--- Begin TEXT ---
FACE AREA HAULAGE
FACE AREA HAULAGE:-
With virtually all main coal haulage systems within the seam being by conveyors which start from a more or less fixed point, some arrangement is needed to bridge the gap from the coal cutting machine to that point.
For a longwall face the gap is bridged by the AFC and BSL, both of which are dealt with under longwall equipment and will not be discussed here.
For other mining systems, a more flexible arrangement is required as coal has to be transported from other roadways back to a fixed point, with frequent changes of the mining location. By far the most common method of transport at present is the use of "shuttle cars".
Typical shuttle car viewed from discharge end.
Trailing cable connects to closest corner, driver located on opposite side
Shuttle cars are electric powered, rubber tyred vehicles - essentially a large trough with a scraper conveyor running along the floor, a driver's position mounted to one side and a jib section at one end of the conveyor which can be raised for discharging the load. They are four wheel steered, four wheel driven vehicles with power supplied by a trailing cable reeled onto and off a cable reeler mounted opposite the driver's position.
--- End TEXT ---
--- Begin PROVIDED DATA ---
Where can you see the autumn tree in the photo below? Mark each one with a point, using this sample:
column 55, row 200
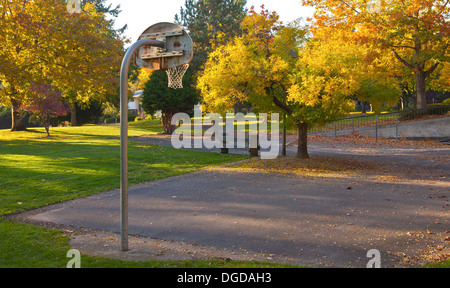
--- End PROVIDED DATA ---
PROBLEM DESCRIPTION:
Name every component of a shuttle car that the face area haulage text mentions in its description of the vehicle. The data is separate material, unrelated to the text on face area haulage.

ANSWER IN FULL:
- A large trough
- A scraper conveyor running along the floor
- A driver's position mounted to one side
- A jib section at one end of the conveyor
- A trailing cable
- A cable reeler mounted opposite the driver's position